_Material provided_
--------------------
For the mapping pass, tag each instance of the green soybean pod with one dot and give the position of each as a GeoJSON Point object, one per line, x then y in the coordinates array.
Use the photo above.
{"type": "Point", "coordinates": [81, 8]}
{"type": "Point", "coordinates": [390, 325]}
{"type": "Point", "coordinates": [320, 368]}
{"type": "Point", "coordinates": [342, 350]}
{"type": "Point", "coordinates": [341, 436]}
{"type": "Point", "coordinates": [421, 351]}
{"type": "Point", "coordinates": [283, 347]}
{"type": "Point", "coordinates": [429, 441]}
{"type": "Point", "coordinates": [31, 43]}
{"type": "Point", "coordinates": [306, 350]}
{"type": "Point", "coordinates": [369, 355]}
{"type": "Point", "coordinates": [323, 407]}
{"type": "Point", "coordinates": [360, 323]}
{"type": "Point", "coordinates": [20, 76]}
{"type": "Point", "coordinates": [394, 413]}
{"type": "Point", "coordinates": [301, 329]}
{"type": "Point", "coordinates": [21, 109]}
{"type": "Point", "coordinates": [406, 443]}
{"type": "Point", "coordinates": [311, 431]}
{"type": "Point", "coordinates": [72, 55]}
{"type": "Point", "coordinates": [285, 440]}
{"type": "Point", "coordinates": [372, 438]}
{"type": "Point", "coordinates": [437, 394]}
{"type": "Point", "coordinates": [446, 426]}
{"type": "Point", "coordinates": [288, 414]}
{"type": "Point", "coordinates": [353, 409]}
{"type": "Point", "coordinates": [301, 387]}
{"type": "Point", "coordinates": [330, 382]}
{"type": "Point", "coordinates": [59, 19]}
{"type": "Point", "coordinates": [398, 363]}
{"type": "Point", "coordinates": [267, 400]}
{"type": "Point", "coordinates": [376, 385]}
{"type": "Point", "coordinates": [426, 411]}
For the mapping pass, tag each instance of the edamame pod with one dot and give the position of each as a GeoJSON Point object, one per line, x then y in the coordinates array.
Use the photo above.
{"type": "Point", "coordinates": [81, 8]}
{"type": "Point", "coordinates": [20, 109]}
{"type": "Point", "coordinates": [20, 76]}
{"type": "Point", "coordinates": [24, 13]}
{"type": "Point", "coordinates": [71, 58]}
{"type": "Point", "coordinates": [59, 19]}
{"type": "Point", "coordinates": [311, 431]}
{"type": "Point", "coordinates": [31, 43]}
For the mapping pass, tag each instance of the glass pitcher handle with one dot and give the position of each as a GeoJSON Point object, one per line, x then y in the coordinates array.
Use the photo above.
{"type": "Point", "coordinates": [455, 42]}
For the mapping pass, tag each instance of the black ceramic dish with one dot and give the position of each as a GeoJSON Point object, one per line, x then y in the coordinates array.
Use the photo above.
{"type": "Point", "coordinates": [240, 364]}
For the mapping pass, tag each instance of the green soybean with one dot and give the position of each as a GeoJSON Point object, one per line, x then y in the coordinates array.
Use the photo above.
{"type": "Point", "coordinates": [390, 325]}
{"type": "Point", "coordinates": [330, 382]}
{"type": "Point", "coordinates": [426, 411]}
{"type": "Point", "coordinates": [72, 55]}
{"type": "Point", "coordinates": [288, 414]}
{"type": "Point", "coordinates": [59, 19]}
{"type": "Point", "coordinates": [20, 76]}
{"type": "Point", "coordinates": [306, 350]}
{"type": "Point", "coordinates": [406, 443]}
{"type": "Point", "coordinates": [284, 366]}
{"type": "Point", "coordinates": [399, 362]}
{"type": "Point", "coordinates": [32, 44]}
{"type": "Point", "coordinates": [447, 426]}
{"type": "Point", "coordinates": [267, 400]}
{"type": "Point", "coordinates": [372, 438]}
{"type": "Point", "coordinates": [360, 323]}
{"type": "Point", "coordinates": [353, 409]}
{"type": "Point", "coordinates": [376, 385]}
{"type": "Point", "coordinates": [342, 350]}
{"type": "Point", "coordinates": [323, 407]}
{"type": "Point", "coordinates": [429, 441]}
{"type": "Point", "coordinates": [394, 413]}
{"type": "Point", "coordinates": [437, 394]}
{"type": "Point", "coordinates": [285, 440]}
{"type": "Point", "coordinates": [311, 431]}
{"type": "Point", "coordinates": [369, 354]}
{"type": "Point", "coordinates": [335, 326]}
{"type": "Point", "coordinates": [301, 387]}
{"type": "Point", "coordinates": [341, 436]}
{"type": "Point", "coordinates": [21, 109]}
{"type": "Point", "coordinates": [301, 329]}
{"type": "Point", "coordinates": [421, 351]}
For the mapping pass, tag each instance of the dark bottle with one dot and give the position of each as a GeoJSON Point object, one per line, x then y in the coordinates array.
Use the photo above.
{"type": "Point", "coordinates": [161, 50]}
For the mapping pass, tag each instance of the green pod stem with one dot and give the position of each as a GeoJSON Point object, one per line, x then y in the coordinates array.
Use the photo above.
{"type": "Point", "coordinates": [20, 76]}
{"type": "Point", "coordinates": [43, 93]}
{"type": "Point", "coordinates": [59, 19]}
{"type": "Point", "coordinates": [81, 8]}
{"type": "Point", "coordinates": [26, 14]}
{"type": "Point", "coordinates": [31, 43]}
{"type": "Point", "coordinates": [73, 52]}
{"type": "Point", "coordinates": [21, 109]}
--------------------
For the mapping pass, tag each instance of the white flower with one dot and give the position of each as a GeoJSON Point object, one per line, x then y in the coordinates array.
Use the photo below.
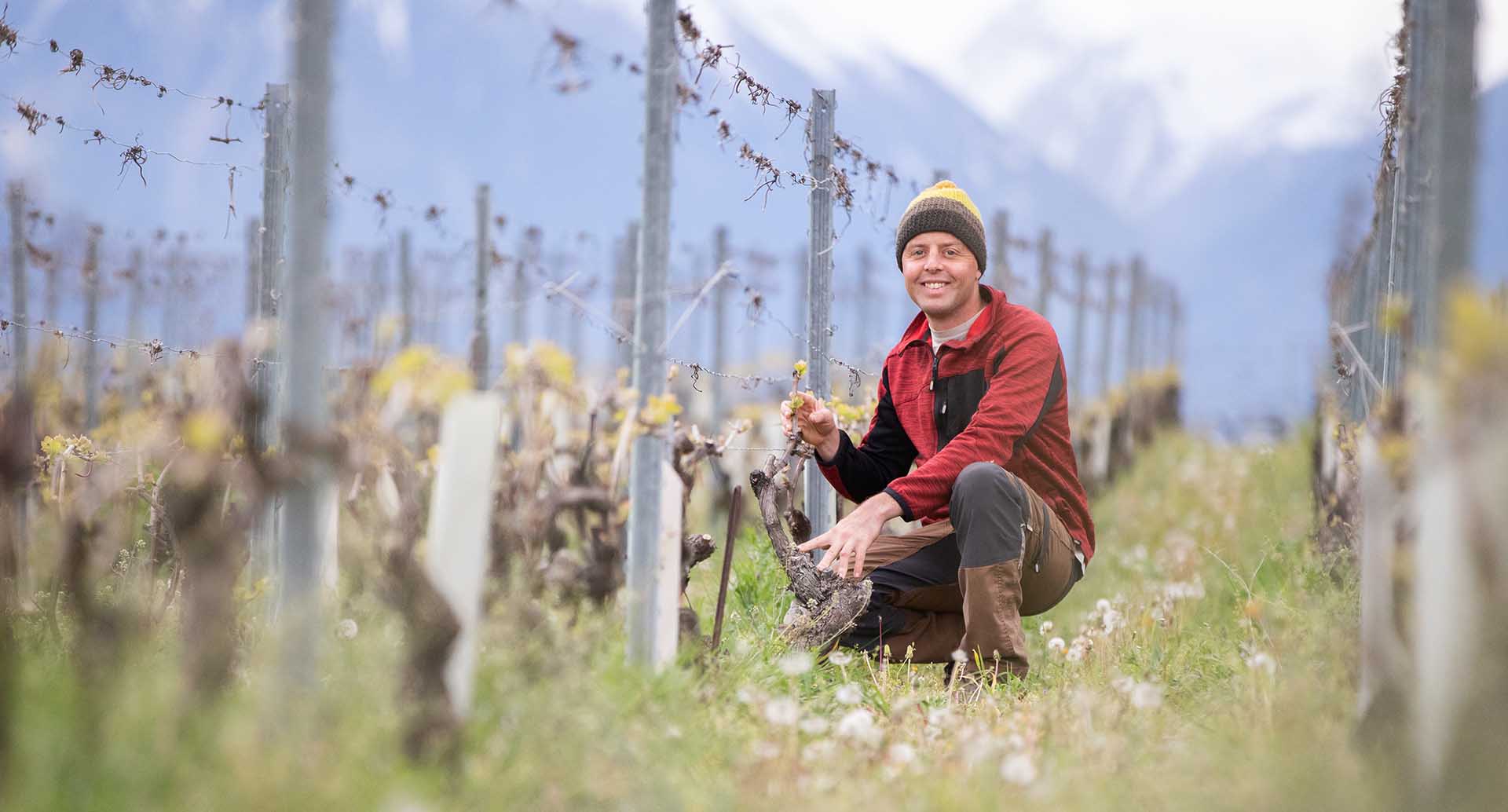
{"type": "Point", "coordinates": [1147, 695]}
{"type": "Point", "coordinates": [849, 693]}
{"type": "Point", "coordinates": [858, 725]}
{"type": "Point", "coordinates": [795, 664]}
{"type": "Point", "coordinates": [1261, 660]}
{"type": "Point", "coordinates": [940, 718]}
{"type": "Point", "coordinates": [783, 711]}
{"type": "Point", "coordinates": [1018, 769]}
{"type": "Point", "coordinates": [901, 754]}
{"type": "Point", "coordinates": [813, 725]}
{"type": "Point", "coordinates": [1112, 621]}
--------------------
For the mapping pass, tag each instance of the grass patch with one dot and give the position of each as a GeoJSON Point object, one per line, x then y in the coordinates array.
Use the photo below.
--------------------
_Stated problem_
Pull out every line of the records above that contains the word "soybean".

_Full response_
For the mapping pass, tag each instance of the green soybean pod with one dot and give the position of each as a GeoJSON Point object, one per line, x then y in the coordinates array.
For the mapping pass, tag each instance of the green soybean with one dot and give the position of each as a GeoJSON Point object, one per line, x then y in the coordinates array.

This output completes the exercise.